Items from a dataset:

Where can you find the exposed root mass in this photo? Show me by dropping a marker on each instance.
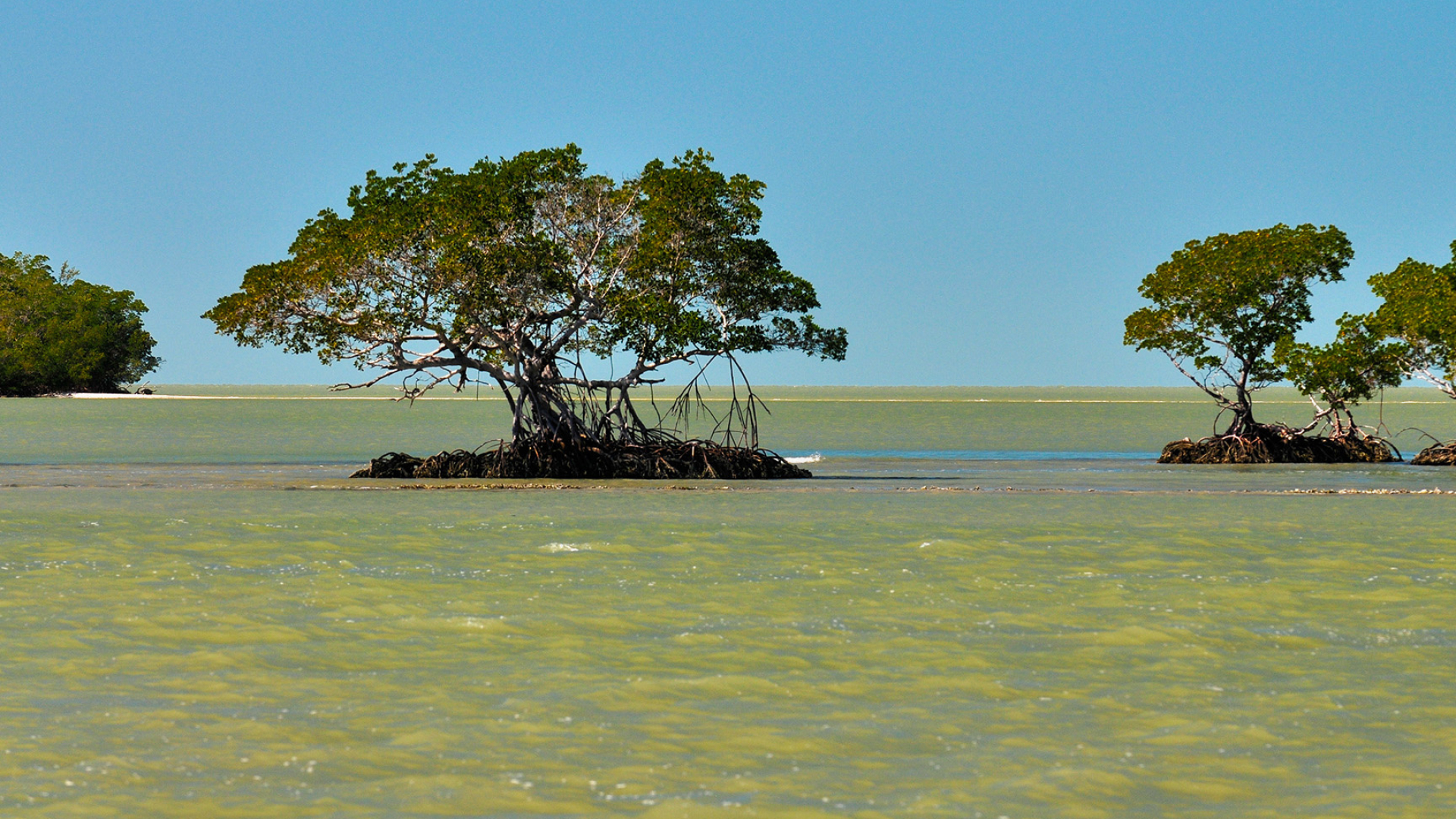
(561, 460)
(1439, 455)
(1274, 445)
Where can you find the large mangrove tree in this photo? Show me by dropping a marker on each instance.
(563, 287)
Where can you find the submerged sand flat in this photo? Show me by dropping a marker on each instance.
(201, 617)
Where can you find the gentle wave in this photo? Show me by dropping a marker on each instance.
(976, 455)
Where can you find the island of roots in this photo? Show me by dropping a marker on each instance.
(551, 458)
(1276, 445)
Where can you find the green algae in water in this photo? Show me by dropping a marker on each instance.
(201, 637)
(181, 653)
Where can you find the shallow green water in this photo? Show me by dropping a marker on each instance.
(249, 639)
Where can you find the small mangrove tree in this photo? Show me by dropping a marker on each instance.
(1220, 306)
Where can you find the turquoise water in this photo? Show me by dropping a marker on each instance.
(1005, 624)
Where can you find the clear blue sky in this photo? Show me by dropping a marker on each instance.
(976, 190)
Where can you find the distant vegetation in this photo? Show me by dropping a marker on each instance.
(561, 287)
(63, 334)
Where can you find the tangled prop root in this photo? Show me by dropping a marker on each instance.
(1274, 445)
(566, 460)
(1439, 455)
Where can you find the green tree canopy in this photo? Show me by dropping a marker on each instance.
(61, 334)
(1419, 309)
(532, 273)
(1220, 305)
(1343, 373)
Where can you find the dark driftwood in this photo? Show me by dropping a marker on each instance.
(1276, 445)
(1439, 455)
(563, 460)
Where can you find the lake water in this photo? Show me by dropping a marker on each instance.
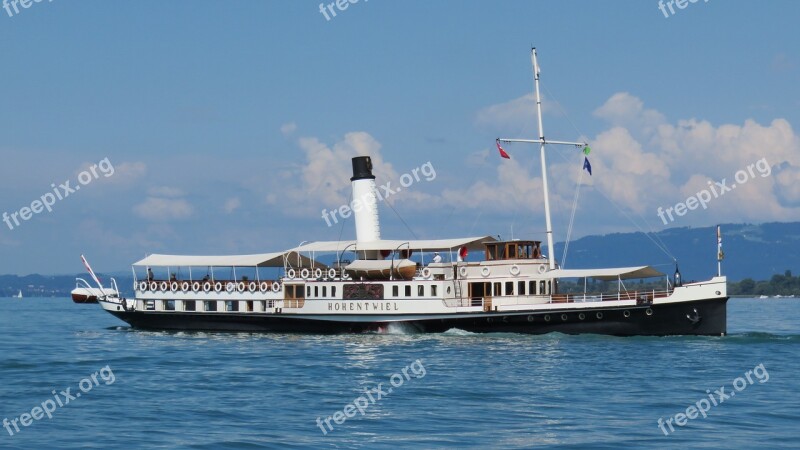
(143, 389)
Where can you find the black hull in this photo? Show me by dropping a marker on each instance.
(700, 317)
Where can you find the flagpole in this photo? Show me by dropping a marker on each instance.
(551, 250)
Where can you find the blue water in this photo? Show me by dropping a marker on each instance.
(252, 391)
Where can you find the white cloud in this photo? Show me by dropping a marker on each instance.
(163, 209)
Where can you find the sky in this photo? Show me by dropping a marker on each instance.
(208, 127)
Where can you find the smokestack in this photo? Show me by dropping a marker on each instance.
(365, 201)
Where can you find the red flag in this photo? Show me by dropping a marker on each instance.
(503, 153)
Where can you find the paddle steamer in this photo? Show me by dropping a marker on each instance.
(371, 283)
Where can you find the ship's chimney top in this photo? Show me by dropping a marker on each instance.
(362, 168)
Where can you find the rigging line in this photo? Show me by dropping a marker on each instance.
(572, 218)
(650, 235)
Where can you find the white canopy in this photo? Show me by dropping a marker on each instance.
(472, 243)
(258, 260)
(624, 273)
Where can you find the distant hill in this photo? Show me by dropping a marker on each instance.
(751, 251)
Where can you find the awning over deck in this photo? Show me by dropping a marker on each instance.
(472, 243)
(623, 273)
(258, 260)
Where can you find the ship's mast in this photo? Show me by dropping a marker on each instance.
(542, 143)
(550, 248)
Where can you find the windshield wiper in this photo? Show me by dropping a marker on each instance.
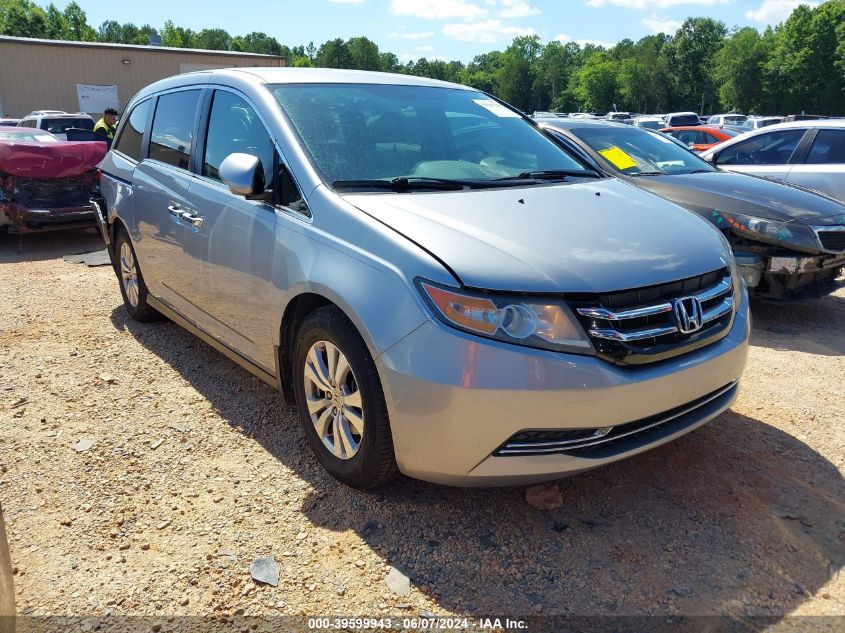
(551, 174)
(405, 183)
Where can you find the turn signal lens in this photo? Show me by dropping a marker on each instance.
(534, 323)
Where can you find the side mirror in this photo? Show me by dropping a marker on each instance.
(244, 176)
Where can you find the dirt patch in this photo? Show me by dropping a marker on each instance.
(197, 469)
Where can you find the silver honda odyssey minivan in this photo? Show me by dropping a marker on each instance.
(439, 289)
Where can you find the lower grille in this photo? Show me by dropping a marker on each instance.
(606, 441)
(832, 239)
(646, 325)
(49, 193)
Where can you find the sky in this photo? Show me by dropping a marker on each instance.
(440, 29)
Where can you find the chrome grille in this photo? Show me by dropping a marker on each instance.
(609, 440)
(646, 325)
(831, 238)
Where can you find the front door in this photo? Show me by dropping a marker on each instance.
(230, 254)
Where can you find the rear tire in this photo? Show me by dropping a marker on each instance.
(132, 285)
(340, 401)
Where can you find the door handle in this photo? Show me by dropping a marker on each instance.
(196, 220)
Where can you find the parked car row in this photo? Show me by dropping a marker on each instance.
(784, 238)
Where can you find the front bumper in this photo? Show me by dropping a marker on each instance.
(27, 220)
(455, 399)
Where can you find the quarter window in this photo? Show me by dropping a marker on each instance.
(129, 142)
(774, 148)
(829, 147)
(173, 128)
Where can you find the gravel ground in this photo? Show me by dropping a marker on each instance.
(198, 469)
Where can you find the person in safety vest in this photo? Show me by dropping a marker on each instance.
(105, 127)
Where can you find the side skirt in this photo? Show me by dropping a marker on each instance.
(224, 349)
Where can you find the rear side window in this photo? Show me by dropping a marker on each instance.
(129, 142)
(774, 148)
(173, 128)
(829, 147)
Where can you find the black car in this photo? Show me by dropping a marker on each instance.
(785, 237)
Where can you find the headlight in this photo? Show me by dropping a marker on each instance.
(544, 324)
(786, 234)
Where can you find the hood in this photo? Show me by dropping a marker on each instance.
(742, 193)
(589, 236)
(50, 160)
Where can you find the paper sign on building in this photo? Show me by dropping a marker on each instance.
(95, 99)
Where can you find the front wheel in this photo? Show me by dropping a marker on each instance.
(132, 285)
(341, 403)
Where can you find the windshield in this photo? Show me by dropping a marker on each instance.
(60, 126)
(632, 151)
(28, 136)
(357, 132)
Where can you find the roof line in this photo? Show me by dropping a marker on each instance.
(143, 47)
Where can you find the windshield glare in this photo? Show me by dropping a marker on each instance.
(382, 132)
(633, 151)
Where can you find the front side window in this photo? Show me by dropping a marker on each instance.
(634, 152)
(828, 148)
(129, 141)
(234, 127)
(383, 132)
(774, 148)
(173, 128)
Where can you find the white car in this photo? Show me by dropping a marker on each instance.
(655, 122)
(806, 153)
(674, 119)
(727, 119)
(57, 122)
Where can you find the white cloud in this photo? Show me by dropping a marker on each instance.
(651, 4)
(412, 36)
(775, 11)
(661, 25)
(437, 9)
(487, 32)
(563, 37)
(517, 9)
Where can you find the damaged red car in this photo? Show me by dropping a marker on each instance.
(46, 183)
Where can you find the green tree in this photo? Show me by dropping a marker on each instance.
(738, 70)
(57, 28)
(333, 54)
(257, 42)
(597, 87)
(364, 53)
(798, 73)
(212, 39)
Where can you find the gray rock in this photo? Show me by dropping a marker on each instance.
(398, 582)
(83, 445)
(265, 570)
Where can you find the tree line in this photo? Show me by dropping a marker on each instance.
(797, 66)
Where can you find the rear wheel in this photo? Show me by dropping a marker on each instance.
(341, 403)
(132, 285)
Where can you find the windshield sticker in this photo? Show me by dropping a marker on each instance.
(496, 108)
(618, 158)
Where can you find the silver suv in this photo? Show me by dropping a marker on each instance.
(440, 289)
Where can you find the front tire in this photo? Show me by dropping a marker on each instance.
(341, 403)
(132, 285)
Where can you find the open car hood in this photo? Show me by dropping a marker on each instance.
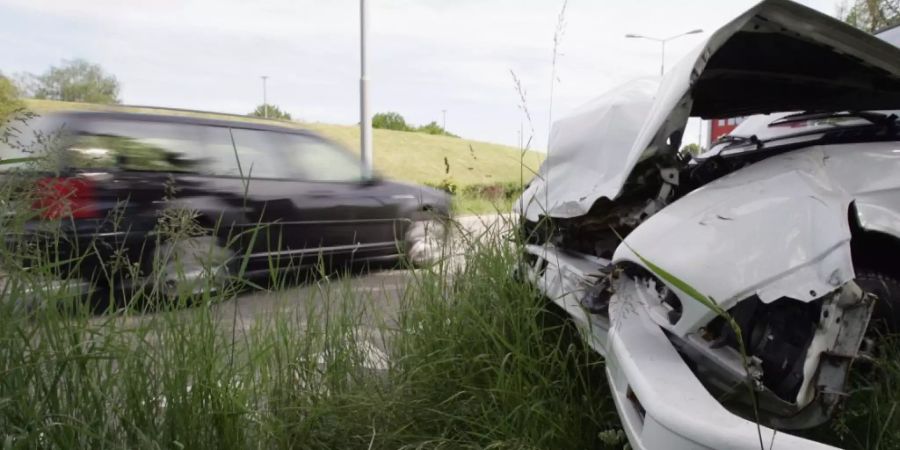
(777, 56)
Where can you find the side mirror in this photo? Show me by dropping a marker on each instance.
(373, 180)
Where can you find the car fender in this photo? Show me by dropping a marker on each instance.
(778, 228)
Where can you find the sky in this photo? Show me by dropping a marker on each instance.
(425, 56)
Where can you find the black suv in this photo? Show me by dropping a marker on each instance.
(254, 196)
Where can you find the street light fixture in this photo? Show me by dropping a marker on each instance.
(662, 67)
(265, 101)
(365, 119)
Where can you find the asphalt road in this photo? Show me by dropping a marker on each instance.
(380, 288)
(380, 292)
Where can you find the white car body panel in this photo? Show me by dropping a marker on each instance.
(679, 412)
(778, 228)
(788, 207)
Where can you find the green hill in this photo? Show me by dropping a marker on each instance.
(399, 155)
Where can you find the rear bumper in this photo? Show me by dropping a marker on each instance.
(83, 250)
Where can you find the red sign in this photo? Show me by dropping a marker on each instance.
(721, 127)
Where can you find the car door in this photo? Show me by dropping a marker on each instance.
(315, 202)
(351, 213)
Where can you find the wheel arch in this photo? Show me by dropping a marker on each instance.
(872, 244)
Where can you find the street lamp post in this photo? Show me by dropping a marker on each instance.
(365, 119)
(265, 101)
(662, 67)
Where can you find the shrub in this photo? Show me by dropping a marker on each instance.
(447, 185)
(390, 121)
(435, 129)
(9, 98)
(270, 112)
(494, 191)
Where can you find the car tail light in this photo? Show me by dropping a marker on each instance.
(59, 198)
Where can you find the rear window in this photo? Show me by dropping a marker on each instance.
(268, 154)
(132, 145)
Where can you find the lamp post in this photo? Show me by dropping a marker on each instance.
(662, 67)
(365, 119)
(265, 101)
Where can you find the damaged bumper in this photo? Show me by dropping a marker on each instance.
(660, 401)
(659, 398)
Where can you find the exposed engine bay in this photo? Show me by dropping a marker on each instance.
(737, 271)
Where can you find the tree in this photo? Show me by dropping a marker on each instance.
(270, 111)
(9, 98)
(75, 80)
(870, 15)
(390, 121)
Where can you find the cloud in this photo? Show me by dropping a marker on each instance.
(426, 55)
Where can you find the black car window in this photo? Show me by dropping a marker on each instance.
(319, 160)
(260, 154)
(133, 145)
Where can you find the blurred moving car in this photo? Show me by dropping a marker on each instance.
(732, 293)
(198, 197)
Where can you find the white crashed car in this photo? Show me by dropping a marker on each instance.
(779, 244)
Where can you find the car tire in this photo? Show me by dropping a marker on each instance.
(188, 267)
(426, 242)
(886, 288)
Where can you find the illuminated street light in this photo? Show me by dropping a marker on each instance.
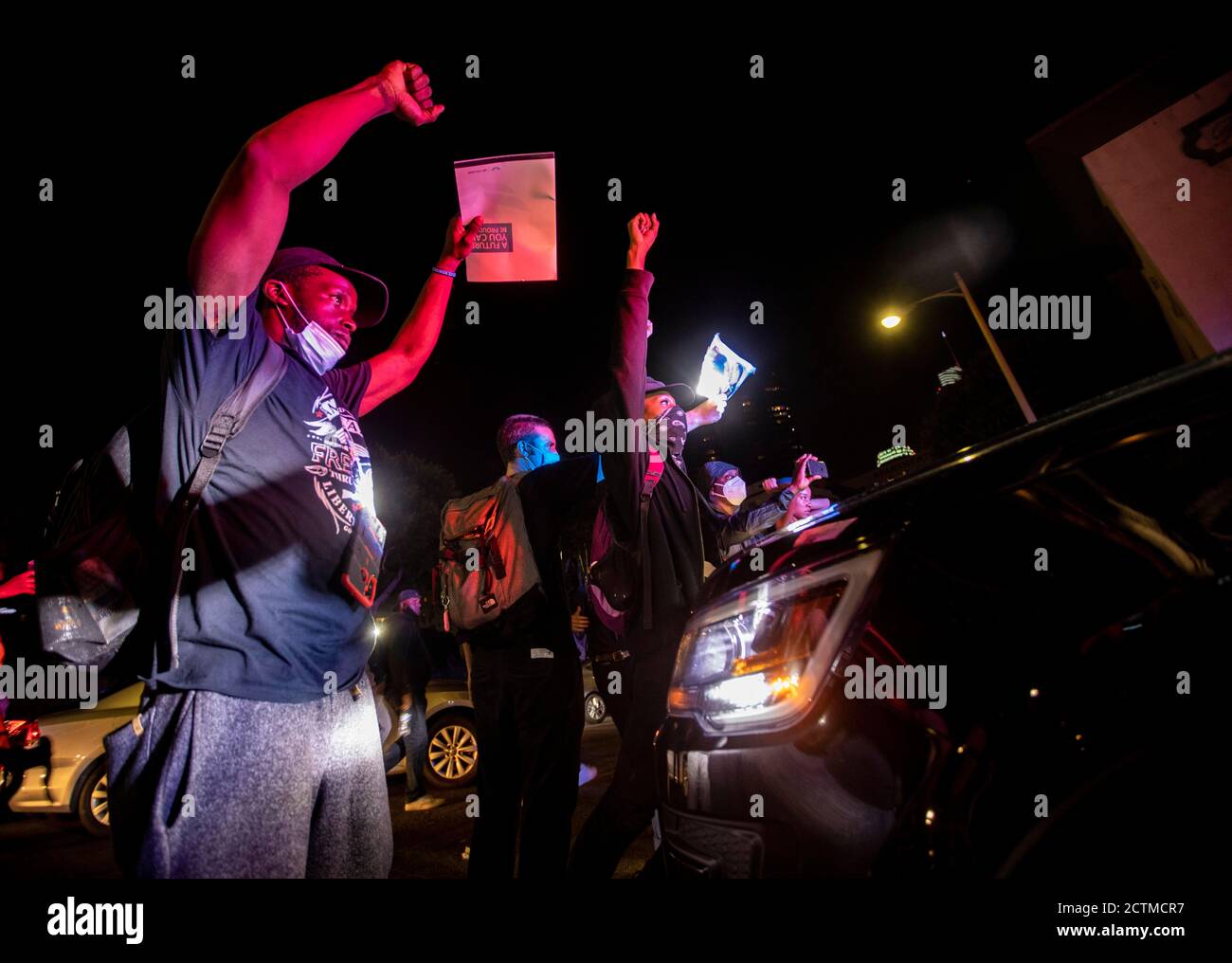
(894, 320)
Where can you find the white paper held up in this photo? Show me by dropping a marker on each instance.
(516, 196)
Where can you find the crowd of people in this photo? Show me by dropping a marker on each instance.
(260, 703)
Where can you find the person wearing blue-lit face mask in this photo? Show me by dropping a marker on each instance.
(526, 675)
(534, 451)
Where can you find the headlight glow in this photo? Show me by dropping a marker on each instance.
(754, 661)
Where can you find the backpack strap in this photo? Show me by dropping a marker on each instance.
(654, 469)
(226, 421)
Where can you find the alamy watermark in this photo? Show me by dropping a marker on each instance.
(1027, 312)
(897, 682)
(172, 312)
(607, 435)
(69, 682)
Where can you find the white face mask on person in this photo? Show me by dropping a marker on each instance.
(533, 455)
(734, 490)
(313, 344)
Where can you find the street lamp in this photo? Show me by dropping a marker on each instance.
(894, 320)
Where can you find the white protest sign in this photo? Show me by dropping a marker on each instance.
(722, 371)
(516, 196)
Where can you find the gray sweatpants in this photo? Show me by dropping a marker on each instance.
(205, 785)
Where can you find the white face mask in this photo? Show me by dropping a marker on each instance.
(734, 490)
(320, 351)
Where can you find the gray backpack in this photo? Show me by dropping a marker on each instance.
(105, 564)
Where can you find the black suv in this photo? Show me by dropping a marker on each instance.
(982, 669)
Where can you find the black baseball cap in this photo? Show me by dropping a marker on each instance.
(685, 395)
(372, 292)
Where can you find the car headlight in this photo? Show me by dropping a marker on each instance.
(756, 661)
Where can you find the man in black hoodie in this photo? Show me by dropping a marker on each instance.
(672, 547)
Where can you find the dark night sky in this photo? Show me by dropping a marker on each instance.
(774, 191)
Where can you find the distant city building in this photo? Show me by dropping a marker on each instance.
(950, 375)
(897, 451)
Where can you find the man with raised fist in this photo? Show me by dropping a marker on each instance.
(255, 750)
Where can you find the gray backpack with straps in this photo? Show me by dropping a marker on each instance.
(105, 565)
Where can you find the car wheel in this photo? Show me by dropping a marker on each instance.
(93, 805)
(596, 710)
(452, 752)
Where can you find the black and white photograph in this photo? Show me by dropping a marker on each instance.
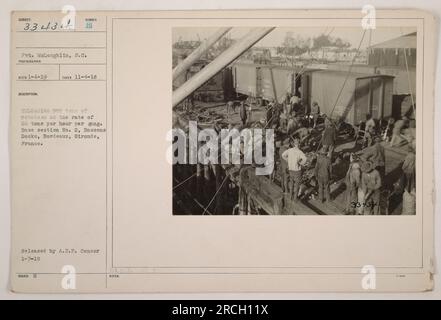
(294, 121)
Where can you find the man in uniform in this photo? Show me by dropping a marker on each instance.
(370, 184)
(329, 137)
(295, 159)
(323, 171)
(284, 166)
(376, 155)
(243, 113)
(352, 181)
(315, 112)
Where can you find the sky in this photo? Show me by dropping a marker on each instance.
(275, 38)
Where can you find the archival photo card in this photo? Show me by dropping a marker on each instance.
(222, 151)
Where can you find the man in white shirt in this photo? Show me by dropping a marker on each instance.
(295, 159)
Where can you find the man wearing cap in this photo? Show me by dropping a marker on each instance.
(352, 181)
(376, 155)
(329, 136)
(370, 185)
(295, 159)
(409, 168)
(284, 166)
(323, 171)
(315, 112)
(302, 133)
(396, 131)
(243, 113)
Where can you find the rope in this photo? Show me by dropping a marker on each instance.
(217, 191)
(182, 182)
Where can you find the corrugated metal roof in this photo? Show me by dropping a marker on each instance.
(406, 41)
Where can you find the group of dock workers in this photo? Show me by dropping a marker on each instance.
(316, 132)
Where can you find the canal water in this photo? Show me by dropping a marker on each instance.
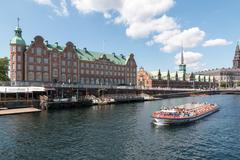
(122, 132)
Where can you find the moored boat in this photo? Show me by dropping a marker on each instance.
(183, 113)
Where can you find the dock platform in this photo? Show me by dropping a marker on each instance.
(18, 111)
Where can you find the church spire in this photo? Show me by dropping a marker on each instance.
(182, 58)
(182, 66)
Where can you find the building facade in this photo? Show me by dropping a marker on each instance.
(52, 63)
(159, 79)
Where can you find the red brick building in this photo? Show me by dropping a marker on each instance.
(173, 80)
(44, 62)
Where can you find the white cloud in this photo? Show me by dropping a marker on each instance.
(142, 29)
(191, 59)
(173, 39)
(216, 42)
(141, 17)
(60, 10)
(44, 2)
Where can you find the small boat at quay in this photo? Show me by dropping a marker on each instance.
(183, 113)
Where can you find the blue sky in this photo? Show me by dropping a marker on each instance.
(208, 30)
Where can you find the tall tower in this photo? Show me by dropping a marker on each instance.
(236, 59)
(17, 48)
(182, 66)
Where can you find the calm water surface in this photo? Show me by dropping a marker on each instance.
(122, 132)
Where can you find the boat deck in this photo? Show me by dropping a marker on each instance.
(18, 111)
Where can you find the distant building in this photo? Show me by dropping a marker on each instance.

◆ Do this ◆
Turn the part of the records that opens with the line containing "Where can you find the tall" and runs to the end into a numbered list, omitting any blank lines.

◆ Answer to this problem ◆
1. Where can you find the tall tower in this photo? Show me by dropping a marker on each instance.
2. (236, 59)
3. (17, 48)
4. (182, 66)
5. Where can you find the calm water surface in this photo? Show me by dropping a marker on each instance.
6. (122, 132)
7. Where can you find the boat deck in this photo? Show me by dropping a marker on each instance.
8. (18, 111)
9. Where can you find the distant building in this photo? Show me by dropping a marker on each instance.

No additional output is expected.